* Exercise directions: Count how many lines of the rows below contain the word "control". Give only the number.

* Exercise inputs:
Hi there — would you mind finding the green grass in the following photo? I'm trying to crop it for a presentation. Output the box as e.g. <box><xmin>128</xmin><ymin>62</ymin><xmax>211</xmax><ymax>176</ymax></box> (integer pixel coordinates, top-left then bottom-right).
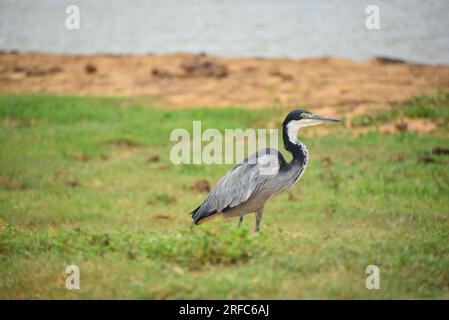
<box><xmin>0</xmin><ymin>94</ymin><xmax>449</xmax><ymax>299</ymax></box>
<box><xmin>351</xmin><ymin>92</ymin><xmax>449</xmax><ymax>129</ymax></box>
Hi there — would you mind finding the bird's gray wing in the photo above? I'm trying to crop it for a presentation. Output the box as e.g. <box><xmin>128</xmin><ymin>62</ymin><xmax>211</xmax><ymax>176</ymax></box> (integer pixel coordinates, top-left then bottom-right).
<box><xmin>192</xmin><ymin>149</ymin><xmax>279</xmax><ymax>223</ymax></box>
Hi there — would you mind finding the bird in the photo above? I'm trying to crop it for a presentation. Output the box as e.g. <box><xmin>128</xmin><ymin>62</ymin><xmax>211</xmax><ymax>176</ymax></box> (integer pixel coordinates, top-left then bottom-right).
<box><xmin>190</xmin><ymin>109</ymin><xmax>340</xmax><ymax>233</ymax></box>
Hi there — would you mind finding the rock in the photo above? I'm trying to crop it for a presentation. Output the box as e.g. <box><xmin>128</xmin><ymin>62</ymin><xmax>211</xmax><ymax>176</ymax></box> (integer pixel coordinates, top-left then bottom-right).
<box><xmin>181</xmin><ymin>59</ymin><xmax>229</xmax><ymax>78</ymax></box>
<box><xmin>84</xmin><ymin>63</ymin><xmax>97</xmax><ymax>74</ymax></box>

--

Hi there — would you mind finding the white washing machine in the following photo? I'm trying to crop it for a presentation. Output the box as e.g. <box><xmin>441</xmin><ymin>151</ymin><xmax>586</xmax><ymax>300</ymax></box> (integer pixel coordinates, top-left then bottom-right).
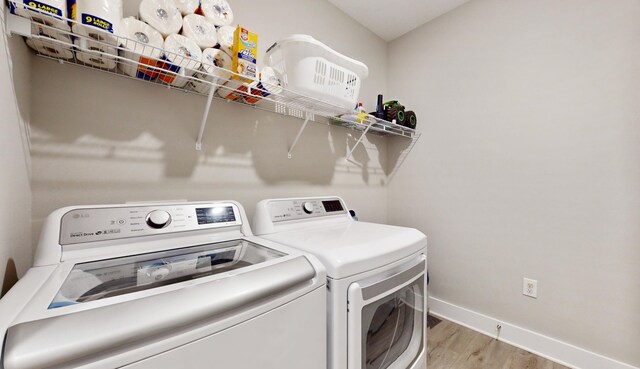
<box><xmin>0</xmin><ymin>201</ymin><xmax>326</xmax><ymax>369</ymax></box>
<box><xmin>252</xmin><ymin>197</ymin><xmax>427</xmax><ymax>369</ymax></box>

==

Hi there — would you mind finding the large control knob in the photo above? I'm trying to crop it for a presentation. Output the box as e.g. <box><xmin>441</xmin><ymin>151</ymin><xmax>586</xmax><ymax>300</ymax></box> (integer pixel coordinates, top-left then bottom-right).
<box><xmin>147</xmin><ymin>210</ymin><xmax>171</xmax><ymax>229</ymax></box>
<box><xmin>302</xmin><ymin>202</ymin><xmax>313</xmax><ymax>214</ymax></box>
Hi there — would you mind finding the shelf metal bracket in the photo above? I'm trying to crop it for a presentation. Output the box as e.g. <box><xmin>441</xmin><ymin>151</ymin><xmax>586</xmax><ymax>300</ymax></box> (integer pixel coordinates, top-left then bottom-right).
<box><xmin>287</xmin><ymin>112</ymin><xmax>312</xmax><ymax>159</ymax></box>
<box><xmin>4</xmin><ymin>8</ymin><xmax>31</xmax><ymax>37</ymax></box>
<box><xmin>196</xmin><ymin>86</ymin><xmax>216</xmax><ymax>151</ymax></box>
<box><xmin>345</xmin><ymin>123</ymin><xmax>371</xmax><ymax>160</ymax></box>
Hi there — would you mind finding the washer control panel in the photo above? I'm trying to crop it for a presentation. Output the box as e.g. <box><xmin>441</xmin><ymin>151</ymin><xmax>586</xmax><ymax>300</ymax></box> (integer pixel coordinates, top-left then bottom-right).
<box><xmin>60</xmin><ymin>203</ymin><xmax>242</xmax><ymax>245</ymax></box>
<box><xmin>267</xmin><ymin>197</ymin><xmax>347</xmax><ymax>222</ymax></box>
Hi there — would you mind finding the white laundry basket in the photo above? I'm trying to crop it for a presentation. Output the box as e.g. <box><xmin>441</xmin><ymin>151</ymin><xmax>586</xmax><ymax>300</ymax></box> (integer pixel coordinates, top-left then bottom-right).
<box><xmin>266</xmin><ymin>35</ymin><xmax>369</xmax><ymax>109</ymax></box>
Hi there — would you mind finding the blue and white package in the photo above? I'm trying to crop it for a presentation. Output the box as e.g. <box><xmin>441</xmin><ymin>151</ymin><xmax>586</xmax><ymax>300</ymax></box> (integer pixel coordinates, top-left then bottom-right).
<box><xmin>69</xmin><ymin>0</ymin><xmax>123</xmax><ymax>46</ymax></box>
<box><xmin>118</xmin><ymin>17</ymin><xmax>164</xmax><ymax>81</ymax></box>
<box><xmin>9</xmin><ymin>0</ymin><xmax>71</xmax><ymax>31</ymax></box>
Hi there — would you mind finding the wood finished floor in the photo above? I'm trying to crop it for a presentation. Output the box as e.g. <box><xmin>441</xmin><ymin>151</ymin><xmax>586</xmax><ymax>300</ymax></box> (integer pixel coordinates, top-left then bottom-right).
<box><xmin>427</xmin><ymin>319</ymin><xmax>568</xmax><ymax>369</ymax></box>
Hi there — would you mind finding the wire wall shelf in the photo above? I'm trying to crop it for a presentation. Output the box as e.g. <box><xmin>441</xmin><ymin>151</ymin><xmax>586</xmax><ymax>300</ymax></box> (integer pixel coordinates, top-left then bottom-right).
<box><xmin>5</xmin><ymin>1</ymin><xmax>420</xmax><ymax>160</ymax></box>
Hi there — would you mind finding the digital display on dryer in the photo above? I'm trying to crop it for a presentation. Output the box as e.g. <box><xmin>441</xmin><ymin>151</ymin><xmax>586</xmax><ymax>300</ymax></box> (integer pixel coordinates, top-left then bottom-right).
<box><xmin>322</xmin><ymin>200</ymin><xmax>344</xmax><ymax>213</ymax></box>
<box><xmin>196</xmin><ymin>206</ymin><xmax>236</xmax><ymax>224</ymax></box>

* Solution for this task: 2